[START OF Data section]
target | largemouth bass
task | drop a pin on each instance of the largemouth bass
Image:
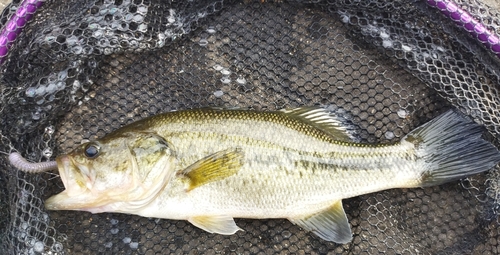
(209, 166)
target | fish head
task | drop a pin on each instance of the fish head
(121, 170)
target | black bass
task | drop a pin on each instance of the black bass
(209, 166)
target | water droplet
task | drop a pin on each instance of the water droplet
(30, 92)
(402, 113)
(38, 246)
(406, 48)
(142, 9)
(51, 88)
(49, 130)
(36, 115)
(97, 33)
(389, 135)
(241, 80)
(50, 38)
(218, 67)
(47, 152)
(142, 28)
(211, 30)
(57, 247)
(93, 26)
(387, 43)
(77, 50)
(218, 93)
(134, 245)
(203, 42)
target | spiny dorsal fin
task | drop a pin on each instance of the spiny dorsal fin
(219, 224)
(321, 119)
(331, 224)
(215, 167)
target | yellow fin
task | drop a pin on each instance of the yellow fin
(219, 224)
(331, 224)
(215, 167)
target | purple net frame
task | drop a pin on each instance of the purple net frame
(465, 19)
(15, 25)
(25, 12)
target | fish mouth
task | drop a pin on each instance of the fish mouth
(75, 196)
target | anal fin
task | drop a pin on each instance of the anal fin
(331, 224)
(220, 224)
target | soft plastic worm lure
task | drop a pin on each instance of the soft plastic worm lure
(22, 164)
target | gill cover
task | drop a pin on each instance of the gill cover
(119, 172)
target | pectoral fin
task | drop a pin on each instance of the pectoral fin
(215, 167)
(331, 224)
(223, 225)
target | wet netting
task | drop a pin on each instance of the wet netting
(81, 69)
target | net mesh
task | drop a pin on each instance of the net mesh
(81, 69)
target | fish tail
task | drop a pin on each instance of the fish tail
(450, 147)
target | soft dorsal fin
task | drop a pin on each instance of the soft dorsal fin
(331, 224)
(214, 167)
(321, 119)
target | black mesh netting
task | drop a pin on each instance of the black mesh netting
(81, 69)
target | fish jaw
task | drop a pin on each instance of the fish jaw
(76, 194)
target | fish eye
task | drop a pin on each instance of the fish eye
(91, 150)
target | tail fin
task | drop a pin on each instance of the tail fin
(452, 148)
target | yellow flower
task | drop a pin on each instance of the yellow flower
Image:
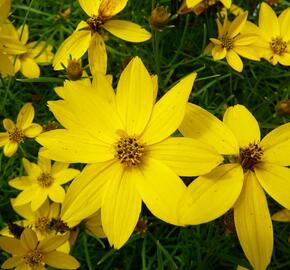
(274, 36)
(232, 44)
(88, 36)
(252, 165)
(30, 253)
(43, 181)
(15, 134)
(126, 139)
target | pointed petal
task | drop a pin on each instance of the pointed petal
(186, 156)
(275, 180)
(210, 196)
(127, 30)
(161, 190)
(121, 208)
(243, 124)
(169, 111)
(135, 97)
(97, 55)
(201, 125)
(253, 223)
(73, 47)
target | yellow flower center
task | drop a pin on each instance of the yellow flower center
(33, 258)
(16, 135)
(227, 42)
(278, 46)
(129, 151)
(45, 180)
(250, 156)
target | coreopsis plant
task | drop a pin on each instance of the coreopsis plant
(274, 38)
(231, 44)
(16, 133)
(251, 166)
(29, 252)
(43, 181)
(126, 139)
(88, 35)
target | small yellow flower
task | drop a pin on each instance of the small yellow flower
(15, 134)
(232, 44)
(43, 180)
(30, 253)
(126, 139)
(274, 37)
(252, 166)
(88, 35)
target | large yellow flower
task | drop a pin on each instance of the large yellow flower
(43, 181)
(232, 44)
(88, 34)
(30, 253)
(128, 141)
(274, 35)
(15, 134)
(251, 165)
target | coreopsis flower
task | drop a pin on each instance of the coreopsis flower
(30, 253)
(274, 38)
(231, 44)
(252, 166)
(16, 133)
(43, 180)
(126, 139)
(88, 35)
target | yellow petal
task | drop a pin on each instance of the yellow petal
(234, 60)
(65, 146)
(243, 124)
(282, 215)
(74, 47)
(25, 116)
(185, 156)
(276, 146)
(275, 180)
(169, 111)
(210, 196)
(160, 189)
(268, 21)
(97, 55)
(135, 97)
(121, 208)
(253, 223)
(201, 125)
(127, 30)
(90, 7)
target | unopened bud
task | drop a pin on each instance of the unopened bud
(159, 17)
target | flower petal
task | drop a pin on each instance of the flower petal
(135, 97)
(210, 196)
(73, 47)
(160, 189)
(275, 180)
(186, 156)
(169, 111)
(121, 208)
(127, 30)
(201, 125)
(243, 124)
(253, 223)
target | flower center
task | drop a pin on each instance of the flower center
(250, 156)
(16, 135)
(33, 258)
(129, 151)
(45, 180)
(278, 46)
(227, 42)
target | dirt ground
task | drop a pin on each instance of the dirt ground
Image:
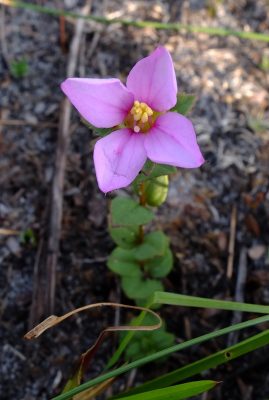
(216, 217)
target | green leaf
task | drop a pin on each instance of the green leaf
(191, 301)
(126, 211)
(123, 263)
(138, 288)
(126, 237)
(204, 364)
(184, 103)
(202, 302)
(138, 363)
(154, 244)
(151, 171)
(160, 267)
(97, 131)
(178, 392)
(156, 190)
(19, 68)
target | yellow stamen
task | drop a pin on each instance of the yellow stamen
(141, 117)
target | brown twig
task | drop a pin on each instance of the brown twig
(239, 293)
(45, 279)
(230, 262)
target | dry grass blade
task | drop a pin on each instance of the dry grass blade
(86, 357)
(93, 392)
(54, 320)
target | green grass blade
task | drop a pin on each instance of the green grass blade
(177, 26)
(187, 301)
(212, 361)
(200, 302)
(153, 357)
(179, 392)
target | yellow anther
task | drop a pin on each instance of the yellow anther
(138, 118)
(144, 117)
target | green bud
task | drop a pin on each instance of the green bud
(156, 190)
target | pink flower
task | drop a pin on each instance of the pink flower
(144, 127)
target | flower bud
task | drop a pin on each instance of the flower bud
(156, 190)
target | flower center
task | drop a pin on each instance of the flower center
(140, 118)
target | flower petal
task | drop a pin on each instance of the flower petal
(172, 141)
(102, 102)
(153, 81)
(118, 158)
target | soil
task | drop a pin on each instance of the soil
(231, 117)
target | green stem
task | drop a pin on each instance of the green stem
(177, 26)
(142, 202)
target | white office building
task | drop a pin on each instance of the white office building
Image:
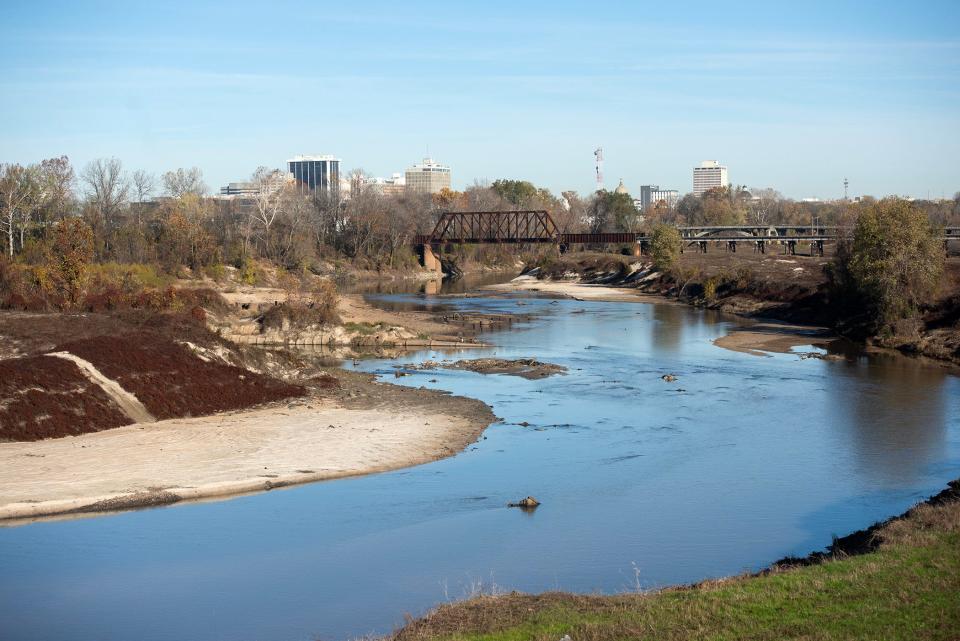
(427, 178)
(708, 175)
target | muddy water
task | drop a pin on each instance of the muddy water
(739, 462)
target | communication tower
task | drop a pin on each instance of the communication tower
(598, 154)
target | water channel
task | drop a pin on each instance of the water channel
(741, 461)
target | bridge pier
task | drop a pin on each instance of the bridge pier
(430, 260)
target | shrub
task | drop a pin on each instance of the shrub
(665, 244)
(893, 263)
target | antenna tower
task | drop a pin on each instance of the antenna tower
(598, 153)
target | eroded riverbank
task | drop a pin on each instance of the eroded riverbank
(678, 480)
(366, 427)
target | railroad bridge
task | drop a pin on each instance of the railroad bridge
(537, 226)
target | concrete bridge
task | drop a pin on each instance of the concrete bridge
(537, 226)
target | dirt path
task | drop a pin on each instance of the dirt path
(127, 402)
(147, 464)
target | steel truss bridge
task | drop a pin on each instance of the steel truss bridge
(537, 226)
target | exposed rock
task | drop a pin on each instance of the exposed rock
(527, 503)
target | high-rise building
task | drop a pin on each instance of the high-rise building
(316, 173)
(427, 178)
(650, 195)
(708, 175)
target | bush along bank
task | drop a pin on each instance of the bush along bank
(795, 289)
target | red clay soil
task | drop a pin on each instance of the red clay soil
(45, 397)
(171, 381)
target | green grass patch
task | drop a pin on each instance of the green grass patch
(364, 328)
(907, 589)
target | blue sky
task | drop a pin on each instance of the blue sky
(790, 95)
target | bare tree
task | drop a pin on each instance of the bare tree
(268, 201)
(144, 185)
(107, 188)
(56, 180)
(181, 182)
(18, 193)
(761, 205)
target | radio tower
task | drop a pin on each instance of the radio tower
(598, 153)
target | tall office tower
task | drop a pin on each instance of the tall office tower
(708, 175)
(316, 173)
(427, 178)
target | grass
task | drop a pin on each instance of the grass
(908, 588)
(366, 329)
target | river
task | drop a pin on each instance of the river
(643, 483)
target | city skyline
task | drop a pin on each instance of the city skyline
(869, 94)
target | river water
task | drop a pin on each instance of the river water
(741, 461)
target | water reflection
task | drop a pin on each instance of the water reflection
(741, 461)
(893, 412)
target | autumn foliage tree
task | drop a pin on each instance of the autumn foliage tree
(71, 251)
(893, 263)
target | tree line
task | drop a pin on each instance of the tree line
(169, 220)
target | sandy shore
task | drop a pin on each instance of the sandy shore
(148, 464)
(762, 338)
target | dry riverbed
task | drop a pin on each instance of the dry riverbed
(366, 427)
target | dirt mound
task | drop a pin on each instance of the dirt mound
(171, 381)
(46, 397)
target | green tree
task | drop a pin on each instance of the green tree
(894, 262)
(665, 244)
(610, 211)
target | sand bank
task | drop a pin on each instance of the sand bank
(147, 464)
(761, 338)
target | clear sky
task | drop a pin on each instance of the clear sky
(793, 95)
[END OF Data section]
Given instruction => The lines to quote run from the one containing "target | radio tower" through the final line of the material above; please give them exactly, both ends included, and nothing else.

Task response =>
target | radio tower
task | drop a pin on each instance of the radio tower
(598, 153)
target | tall office tower
task | drop a pin on each instance of the tall office tower
(708, 175)
(316, 173)
(427, 178)
target | grass
task | drop a pin on each instance of the grass
(908, 588)
(366, 329)
target | river
task | drop a pin on each instance of the river
(643, 483)
target | city skyline
task | drop a pin on each instance of the city skyline
(869, 94)
target | river water
task | drop a pin on each instance of the river water
(741, 461)
target | water reflection
task | drop a pin on each instance of the water reflection
(741, 461)
(893, 412)
target | autumn foliage tree
task | drop a pin on each instance of the autumn foliage tree
(71, 251)
(893, 263)
target | tree line
task | drop a pin on each instance of the tree line
(169, 220)
target | sandy shore
task | drop a pin on each instance of the sandy shore
(148, 464)
(762, 338)
target | dry riverbed
task | drop a pin on each instance of the dry riverbed
(366, 427)
target | dirt mound
task | drop a pin on each instance of the dirt mound
(171, 381)
(46, 397)
target | green tree
task | drop a pin on each instance of the green tree
(894, 262)
(665, 244)
(610, 211)
target | sand bank
task | drop a pin on each instance of the sand bank
(147, 464)
(761, 338)
target | clear sky
task | drop a pin on each instance of the clear sky
(793, 95)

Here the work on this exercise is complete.